_Problem description_
State how many lines of the entries hold the string "twilight", and output nothing but that count.
§ §
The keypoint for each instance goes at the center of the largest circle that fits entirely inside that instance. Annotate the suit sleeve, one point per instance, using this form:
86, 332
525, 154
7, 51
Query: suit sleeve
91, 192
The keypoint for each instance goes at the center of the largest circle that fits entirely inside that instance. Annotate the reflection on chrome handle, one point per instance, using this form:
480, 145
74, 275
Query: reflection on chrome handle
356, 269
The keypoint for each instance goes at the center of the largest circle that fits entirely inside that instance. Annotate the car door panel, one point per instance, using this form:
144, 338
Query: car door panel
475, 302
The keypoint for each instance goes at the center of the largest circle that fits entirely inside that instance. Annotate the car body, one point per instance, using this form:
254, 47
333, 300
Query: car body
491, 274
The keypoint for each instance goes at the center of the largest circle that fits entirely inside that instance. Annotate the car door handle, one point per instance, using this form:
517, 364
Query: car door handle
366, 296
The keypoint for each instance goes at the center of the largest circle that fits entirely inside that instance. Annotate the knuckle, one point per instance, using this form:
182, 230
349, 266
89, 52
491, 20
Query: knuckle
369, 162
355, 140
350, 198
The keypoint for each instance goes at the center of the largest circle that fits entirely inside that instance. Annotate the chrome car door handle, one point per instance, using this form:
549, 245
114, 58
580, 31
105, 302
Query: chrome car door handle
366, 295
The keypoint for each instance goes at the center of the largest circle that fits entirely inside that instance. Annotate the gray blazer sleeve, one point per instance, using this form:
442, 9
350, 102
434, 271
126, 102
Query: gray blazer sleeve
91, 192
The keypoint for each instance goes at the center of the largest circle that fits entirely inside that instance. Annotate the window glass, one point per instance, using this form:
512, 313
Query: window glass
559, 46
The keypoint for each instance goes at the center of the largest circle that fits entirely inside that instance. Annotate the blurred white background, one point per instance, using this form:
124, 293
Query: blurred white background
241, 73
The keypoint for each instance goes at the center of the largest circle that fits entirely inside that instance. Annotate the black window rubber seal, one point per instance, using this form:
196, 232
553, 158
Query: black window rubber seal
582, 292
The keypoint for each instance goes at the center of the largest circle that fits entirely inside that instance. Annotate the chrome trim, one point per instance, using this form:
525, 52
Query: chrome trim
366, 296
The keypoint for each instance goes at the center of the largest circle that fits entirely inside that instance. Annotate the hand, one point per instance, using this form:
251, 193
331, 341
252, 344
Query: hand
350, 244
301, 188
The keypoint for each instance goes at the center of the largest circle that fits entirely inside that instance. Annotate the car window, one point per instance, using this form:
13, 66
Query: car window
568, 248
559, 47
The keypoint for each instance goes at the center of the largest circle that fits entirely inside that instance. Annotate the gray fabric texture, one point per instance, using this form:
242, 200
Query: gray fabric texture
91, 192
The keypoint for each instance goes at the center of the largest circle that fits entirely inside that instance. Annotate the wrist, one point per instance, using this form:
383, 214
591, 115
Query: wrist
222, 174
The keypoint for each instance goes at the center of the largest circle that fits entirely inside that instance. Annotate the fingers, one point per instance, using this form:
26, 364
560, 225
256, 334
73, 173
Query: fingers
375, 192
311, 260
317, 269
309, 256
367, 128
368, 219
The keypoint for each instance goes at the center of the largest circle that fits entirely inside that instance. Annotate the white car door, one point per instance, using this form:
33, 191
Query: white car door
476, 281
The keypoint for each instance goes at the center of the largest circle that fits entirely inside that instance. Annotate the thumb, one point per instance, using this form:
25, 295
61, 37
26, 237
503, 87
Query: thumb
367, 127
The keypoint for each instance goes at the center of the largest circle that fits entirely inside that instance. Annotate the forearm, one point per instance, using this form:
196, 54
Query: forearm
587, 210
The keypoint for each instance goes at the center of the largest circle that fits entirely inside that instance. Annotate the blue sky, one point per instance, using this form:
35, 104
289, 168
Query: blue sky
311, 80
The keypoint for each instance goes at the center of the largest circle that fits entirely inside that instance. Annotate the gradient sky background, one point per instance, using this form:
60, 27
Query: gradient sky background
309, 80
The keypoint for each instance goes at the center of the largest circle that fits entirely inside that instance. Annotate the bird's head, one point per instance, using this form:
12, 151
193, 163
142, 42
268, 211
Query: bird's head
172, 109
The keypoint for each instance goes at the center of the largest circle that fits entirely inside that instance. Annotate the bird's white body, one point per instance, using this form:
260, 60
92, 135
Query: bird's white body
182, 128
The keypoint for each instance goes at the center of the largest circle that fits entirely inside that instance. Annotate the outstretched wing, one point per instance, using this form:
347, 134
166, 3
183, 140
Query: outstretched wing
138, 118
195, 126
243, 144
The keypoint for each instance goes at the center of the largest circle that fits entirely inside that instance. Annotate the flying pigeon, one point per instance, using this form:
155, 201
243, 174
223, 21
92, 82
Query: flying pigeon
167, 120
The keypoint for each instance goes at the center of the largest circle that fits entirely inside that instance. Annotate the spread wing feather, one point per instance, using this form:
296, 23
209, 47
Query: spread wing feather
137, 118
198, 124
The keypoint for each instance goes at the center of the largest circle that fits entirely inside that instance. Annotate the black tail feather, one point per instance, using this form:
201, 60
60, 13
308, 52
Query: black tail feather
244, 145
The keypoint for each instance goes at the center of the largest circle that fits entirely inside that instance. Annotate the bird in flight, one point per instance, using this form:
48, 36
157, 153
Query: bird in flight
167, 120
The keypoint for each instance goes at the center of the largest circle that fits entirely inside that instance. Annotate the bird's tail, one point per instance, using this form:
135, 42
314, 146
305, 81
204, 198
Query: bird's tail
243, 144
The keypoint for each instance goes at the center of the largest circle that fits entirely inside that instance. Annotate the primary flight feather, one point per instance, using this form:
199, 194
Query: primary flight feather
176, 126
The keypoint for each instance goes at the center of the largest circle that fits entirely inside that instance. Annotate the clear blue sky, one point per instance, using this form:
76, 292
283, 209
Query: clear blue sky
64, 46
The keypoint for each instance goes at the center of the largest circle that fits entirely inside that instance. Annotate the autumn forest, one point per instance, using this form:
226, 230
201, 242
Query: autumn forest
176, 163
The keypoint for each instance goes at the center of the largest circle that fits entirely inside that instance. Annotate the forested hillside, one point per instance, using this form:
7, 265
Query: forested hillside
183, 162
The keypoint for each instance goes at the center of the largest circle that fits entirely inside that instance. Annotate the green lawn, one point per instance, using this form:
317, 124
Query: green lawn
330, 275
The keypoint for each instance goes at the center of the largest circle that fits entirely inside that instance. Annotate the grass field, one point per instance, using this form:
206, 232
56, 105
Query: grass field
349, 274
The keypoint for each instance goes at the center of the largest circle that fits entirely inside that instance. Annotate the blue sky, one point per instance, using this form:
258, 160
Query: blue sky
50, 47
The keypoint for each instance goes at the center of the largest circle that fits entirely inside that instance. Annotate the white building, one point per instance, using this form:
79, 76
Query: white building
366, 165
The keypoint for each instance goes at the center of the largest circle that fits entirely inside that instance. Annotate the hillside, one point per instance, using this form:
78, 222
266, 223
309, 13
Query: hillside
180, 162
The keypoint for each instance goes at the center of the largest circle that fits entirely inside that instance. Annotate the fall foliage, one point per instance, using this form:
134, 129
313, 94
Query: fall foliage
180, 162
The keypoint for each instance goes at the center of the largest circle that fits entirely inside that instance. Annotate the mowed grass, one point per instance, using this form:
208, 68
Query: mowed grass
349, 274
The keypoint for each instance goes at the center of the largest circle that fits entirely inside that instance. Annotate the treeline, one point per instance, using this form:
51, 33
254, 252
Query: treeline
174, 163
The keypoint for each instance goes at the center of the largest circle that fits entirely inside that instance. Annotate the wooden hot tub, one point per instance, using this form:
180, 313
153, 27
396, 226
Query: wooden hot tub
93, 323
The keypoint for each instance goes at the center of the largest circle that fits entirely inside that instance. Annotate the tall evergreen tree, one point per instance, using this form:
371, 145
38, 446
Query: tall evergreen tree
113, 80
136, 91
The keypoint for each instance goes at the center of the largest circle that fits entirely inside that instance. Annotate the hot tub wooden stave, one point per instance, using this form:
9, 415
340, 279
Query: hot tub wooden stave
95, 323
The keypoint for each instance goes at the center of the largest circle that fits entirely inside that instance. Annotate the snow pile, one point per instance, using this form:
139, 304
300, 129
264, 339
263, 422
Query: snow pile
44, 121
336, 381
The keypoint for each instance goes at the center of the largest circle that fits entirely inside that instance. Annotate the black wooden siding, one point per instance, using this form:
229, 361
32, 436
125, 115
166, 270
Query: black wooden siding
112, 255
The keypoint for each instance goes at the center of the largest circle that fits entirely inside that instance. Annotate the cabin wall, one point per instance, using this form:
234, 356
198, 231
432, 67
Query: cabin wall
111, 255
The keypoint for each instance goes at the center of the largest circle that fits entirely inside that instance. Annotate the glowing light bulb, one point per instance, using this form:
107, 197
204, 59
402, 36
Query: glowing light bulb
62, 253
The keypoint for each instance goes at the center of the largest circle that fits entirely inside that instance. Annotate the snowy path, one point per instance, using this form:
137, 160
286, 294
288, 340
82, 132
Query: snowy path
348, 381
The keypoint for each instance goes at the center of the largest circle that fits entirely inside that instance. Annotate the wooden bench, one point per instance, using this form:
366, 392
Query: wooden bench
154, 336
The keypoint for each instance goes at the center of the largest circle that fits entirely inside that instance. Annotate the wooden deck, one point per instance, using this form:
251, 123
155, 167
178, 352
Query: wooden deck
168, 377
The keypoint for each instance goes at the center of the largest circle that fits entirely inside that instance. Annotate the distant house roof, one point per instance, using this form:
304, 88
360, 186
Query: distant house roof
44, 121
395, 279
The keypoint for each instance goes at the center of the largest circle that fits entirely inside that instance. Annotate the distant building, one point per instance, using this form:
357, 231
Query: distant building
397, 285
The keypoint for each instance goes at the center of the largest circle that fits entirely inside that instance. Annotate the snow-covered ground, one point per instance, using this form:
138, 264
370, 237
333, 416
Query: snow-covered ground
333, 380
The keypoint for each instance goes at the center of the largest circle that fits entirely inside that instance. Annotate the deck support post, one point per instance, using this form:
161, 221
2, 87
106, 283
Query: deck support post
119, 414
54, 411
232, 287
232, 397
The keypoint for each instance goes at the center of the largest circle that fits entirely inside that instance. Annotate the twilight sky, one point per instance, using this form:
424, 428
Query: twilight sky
§ §
_Output below_
2